Buy a washing machine that suits your needs and use it wisely.
- Adjust the water level to match the load.
- Use the soak cycle to remove stains.
- Use the sud-saving option to re-use water from previous loads.
- Consider using warm or cold water settings rather than hot.
Drying clothes costs nothing if you use the sun, but this isn't always an option. A clotheshorse can be used in a spare room or near a heater. Avoid using a heater just for drying clothes.
When you do use a clothes dryer:
- consider using the fan only
- set the temperature no hotter than warm
- keep the vent free of lint and clean the filter after each load
- switch the dryer off as soon as the clothes feel dry — never overload or underload the dryer.
Energy saving tips:
lower temperatures increase energy usage
defrost ice build up
make sure doors seal properly
open doors only when necessary and close quickly
keep the condenser coils and seals dust free
keep the fridge out of direct sunlight and away from heat sources
don't put hot food in the fridge
turn off a second fridge that's not being used. An extra fridge can cost over $100 a year to run.
Minimise energy used for cooling the home.
- Close off rooms and sections of the house that are not being cooled.
- To enable air conditioners to run more efficiently, keep air filters clean and outside units clear of obstructions.
- Every degree can reduce your costs by 10%. If you need to cool your home set your thermostat to between 24° and 25°C.
- Leave fresh air and exhaust controls, where available, on cooling units in the closed position.
- Shade windows with awnings or curtains. Blocking the sun before it strikes your glass could save you up to $100 per year in cooling costs.
- If using air conditioning, set fans to high speeds for greatest efficiency.
- Insulated homes retain cool air and minimise heat transference from the outside air.
- Try opening your house up in the evening to let in the cool night air and shut all windows and doors during the day to keep out the afternoon heat.
- Fans can be a cheap, low-energy way of moving cool or warm air around the home. The stream of air blowing over someone in a room can reduce the temperature of the air around them by 2° to 3°C.
By replacing incandescent lights with standard compact fluorescent tubes, you can save up to 75 per cent of your lighting energy dollars (lighting makes up about four per cent of your electricity account). This is especially true for high-use areas such as kitchen, lounge and living areas.

▸ **Material shown**:

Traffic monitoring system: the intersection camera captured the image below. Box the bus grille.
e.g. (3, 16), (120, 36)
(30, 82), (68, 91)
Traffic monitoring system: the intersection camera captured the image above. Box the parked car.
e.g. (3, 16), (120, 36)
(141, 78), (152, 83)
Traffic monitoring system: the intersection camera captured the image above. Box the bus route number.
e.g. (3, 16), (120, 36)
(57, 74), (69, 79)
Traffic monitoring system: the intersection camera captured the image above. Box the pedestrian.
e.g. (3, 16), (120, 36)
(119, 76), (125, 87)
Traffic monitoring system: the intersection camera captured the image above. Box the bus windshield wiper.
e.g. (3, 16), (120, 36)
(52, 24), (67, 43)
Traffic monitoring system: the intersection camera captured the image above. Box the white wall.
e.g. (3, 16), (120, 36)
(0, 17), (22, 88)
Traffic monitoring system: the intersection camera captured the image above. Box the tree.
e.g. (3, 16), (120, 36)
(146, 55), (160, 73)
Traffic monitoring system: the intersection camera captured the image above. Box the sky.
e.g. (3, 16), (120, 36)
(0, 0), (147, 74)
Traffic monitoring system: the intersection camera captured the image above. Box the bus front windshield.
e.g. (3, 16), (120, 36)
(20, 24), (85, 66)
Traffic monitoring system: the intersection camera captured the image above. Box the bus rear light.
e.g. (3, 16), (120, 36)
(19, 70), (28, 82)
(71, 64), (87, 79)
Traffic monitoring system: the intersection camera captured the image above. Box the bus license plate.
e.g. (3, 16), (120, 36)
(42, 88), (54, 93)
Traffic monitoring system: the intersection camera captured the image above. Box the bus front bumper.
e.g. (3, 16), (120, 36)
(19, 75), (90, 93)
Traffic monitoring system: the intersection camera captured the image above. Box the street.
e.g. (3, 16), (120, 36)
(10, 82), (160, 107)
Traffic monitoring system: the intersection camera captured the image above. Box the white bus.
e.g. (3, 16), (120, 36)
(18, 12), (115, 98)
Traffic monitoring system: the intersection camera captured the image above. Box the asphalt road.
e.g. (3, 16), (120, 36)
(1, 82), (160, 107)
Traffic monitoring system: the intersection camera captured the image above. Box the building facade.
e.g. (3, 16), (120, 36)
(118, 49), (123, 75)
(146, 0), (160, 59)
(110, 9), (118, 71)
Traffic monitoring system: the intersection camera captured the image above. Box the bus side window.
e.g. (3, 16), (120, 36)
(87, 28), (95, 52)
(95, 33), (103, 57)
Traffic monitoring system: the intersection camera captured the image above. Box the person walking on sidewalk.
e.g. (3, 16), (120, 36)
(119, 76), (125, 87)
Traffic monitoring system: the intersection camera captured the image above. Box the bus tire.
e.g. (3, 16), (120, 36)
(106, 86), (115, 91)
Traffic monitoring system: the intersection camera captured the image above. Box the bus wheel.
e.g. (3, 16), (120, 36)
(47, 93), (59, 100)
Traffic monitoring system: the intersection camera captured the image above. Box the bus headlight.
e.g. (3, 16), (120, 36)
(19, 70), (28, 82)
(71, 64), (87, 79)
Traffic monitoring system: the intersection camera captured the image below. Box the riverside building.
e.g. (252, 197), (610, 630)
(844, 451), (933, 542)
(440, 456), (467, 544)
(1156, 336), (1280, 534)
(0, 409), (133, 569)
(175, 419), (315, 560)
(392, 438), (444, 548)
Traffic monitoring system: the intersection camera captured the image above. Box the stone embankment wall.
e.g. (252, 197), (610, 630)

▸ **Goal**:
Can you carry on the household energy-saving tips from where they stop?

▸ **Written reply**:
Types of lights and fittings
Incandescent globes are the most common form of household lighting. They are cheap to replace and come in a wide variety of shapes and forms. They can be dimmed only and have an average life span of 1000 hours. They are the least efficient as 95% of energy consumed is given off as heat.
Quartz halogen lights are twice as efficient as incandescent globes. They have a life span of around 2000 to 4000 hours and come in a wide selection of wattages. They cost more to replace than incandescent globes.
Fluorescent lights are the most energy efficient of all light sources and are ideal for areas where lighting is required for long periods. Fluorescent lights fall into two categories tubular and compact fluorescent (CFLs). CFLs use only 25% of energy to produce the same amount of light as incandescent lights and last up to eight times longer than other conventional heating. Switching on and off reduces the expected life of the tube.
Hot water uses about 30% of the energy consumed yearly in the average home, so be sure to:
- check regularly for leaks — a leaking hot water system wastes water and uses energy continually
- install a water restrictor or low-flow showerhead
- check hot water taps for leaks
- insulate hot water pipes for at least one metre from the storage heater to retain heat
- have a short shower instead of a bath
- switch off the hot water system when going away for more than two weeks
- fill the kettle or jug from the cold tap and only fill with the amount of water needed.
Heating is a large part of your energy account, yet there are many simple ways of reducing the cost.
- Every degree can reduce your costs by 10%. If you need to heat your home set your thermostat to between 18° and 20° C.
- With the use of good insulation in your roof, walls and floors you can save up to $100 every year.
- Install double glazed windows.
- Close off areas being heated.
- Block off chimneys when not in use.
- Use time switches to provide heating when required.
- Installing good-quality and well-fitted curtains with pelmets and blinds can save you up to 10% on your heating bills.
- Instead of heating the entire bedroom, use an electric blanket just to warm up the bed.
- Cracks and gaps in houses can account for 10 – 15% of heat loss. Save energy by sealing up gaps and install draught excluders under doors, soft rubber weather strips around windows, and seal around skirting and architraves.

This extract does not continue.